What the exercise asks —
Print each of the entries below verbatim, line for line.

## begin Recorded information

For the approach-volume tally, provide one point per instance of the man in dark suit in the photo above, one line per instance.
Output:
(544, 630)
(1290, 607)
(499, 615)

## end Recorded information

Task output —
For the approach-volume tally, provide one point per instance of the man in dark suit in the photo above, one line per instance.
Output:
(544, 630)
(1290, 607)
(499, 615)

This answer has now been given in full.